──────── СТРАНИЦА
А наша дачная жизнь шла своим чередом. Мы ходили купаться на пруд, ездили в Рузу и на Озернинское водохранилище. Ира копалась в саду и в огороде. Огород, правда, состоял из двух грядок клубники и трех рядов посадок картофеля, длиной метров в десять каждый. Картошку мы сажали по настоянию моей тещи Гали. Будучи женщиной вполне городской, она испытывала явную склонность к огородничеству. Собственноручно, не привлекая нас, сажала клубнику (для внука!) и потом, тоже собственноручно, обязательно надев резиновые перчатки, полола клубничные грядки.
Я совершал с Мишей длинные прогулки по окрестностям. Часто мы прохаживались с ним по аллейкам Малеевки, писательского дома отдыха, находившегося за оврагом, прямо напротив нашей деревни. В тенистых еловых аллеях, ведущих к главному корпусу, стояли деревянные скамейки, выкрашенные в зеленый цвет, на которых мы с Мишей то и дело отдыхали. Для его неокрепших нижних конечностей эти продолжительные прогулки были еще достаточно серьезным испытанием.
Однажды, возвращаясь с ним домой и пересекая овраг, я заметил столб дыма в начале нашей деревни. Когда вышли из оврага, стало видно, что горит первый дом, тот самый, где Ляля с Толей снимали терраску. К счастью, все они были в Москве. У Ляли закончился отпуск – они с Толей приезжали теперь только по выходным дням, и то не каждую неделю.
Дом весь был охвачен пламенем, красные языки взвивались выше шиферной крыши. Вокруг хлопотали соседи с ведрами. Потушить пожар было уже невозможно – они поливали водой стену соседнего дома, горячую от бушующего рядом огня, чтобы не загорелось здесь. День стоял жаркий – на небе, как назло, ни облачка. Вызвать пожарных по «02» можно было только из дома отдыха – ближайший телефон-автомат находился там. Кто-то уже сбегал туда, позвонил, но до Рузы километров 15, на скорый приезд пожарных никто не рассчитывал.
────────────────
**ПОСТАВЛЕННАЯ ЗАДАЧА A:**
Ответьте по тексту о дачной жизни:
(i) Из чего состоял огород?
(ii) В какой цвет были выкрашены скамейки в еловых аллеях?
(iii) Сколько километров было до Рузы?
**ПОСТАВЛЕННАЯ ЗАДАЧА B:** Перепишите отрывок текста о дачной жизни между словами «А наша дачная» и «полола клубничные грядки.» включительно, поменяв «пруд» на «озеро».
Записи ниже с текстом никак не связаны.
──────── ПЕРЕЧЕНЬ ЗАПИСЕЙ
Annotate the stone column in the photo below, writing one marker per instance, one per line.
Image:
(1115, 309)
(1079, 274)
────────────────
──────── ПЕРЕЧЕНЬ ЗАПИСЕЙ
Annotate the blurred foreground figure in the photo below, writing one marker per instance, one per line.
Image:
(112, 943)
────────────────
**ИТОГОВЫЙ ОТВЕТ A:**
(i) Из двух грядок клубники и трех рядов посадок картофеля, длиной метров в десять каждый.
(ii) В зеленый.
(iii) Километров 15.

**ИТОГОВЫЙ ОТВЕТ B:**
А наша дачная жизнь шла своим чередом. Мы ходили купаться на озеро, ездили в Рузу и на Озернинское водохранилище. Ира копалась в саду и в огороде. Огород, правда, состоял из двух грядок клубники и трех рядов посадок картофеля, длиной метров в десять каждый. Картошку мы сажали по настоянию моей тещи Гали. Будучи женщиной вполне городской, она испытывала явную склонность к огородничеству. Собственноручно, не привлекая нас, сажала клубнику (для внука!) и потом, тоже собственноручно, обязательно надев резиновые перчатки, полола клубничные грядки.